▸ The problem: The records that follow should be retyped word for word.
───── Exercise data ─────
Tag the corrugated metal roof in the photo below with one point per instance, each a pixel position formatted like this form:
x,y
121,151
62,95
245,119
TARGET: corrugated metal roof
─────
▸ Completed exercise:
Tag the corrugated metal roof in the photo below with one point per instance, each a pixel position formatted like this form:
x,y
121,151
62,95
245,119
TARGET: corrugated metal roof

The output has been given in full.